TASKS TO COMPLETE —
(a) In the report on HIV after bone marrow transplants, reproduce the passage word for word, beginning at the words "Two men with" and stopping after the words "Diseases at BWH.".
(b) Decide whether each statement agrees with the report on HIV after bone marrow transplants, answering yes or no and quoting the words of the report that settle it: (i) both men stopped anti-retroviral therapy after their transplants; (ii) one of the transplants was performed four years ago; (iii) the level of HIV antibody declined in both men.

··· SELECTED TEXT

Posted in Biological Networks, Gene Regulation and Evolution, CANCER BIOLOGY & Innovations in Cancer Therapy, Cell Biology, Signaling & Cell Circuits on July 29, 2012| Leave a Comment »

Reporter: Prabodh Kandala, PhD

Two men with longstanding HIV infections no longer have detectable HIV in their blood cells following bone marrow transplants. The virus was easily detected in blood lymphocytes of both men prior to their transplants but became undetectable by eight months post-transplant. The men, who were treated at Brigham and Women’s Hospital (BWH), have remained on anti-retroviral therapy.

Their cases will be presented on July 26, 2012 at the International AIDS Conference by Timothy Henrich, MD and Daniel Kuritzkes, MD, physician-researchers in the Division of Infectious Diseases at BWH.

“This gives us some important information,” said Dr. Kuritzkes. “It suggests that under the cover of anti-retroviral therapy, the cells that repopulated the patient’s immune system appear to be protected from becoming re-infected with HIV.”

One patient’s bone marrow transplant was two years ago, the other was four years ago. Both were performed at the Dana-Farber/Brigham and Women’s Cancer Center. Over time, as the patients’ cells were replaced by donor cells, traces of HIV were lost. Currently, both patients have no detectable HIV DNA or RNA in their blood. The level of HIV antibody, a measure of exposure to HIV, also declined in both men.

“We expected HIV to vanish from the patients’ plasma, but it is surprising that we can’t find any traces of HIV in their cells,” said Dr. Henrich. “The next step is to determine if there are any traces of HIV in their tissue.”

······
··· SOURCE DATA

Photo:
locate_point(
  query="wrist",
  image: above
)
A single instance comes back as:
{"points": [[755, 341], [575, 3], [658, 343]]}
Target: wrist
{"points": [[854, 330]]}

······

RESULTS OF THE TASKS —
(a)
Two men with longstanding HIV infections no longer have detectable HIV in their blood cells following bone marrow transplants. The virus was easily detected in blood lymphocytes of both men prior to their transplants but became undetectable by eight months post-transplant. The men, who were treated at Brigham and Women’s Hospital (BWH), have remained on anti-retroviral therapy.

Their cases will be presented on July 26, 2012 at the International AIDS Conference by Timothy Henrich, MD and Daniel Kuritzkes, MD, physician-researchers in the Division of Infectious Diseases at BWH.

(b)
(i) No: "have remained on anti-retroviral therapy"
(ii) Yes: "the other was four years ago"
(iii) Yes: "The level of HIV antibody, a measure of exposure to HIV, also declined in both men."